* [What to produce]
Having read the listing below, repeat it exactly.

*** Begin section ***

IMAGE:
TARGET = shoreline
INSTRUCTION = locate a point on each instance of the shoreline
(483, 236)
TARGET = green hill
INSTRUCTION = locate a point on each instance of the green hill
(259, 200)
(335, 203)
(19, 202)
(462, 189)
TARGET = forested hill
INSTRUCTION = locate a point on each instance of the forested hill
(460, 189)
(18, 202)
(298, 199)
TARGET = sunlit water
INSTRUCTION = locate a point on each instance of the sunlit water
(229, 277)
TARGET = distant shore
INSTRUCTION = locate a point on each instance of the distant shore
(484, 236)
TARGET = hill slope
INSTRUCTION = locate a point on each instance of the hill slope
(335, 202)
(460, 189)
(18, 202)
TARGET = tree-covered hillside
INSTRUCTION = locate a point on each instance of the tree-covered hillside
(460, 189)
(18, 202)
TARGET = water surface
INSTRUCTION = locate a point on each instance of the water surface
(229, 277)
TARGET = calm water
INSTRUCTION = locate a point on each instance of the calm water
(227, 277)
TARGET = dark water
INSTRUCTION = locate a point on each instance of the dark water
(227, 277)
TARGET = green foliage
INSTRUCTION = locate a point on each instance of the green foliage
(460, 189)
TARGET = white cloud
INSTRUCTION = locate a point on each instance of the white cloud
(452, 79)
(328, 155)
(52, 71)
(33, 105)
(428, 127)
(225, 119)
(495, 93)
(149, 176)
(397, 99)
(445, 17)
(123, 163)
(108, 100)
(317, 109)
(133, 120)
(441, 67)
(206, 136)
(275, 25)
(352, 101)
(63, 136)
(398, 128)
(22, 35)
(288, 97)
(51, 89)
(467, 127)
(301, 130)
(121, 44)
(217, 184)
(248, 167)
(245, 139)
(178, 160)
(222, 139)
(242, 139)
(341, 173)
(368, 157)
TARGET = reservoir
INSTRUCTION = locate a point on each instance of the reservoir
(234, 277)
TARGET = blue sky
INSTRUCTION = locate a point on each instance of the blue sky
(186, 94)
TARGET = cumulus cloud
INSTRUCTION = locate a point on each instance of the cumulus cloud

*** End section ***

* [Answer]
IMAGE:
TARGET = shoreline
INSTRUCTION = locate a point on each instance of the shoreline
(483, 236)
TARGET = green hill
INSTRUCTION = locate a point on each instance of the green hill
(259, 200)
(335, 203)
(19, 202)
(462, 189)
TARGET = forested hill
INSTRUCTION = locate a point on each instance of the forested hill
(460, 189)
(18, 202)
(298, 199)
TARGET = sunlit water
INSTRUCTION = locate a point on each instance of the sunlit water
(229, 277)
TARGET = distant shore
INSTRUCTION = locate a point on each instance of the distant shore
(484, 236)
TARGET = hill slope
INSTRUCTION = locate a point on each instance of the hill slope
(335, 202)
(460, 189)
(18, 202)
TARGET = tree-covered hillside
INSTRUCTION = locate a point on each instance of the tree-covered hillside
(460, 189)
(18, 202)
TARGET = water surface
INSTRUCTION = locate a point on each instance of the water surface
(229, 277)
TARGET = calm water
INSTRUCTION = locate a point on each instance of the calm water
(227, 277)
TARGET = dark water
INSTRUCTION = locate a point on each instance of the dark water
(227, 277)
TARGET = green foliage
INSTRUCTION = locate a point on each instance of the green foliage
(460, 189)
TARGET = white cloud
INSTRUCTION = locate a point on each instance of the white cloud
(452, 79)
(328, 155)
(52, 71)
(33, 105)
(428, 127)
(225, 119)
(495, 93)
(149, 176)
(397, 99)
(445, 17)
(123, 163)
(108, 100)
(317, 109)
(133, 120)
(441, 67)
(206, 136)
(275, 25)
(352, 101)
(63, 136)
(398, 128)
(22, 35)
(288, 97)
(51, 89)
(467, 127)
(301, 130)
(121, 44)
(217, 184)
(248, 167)
(245, 139)
(178, 160)
(222, 139)
(242, 139)
(341, 173)
(368, 157)
TARGET = reservoir
INSTRUCTION = locate a point on each instance of the reservoir
(234, 277)
TARGET = blue sky
INSTRUCTION = locate a point on each instance of the blue sky
(186, 94)
TARGET = cumulus cloud
INSTRUCTION = locate a point on each instance of the cumulus cloud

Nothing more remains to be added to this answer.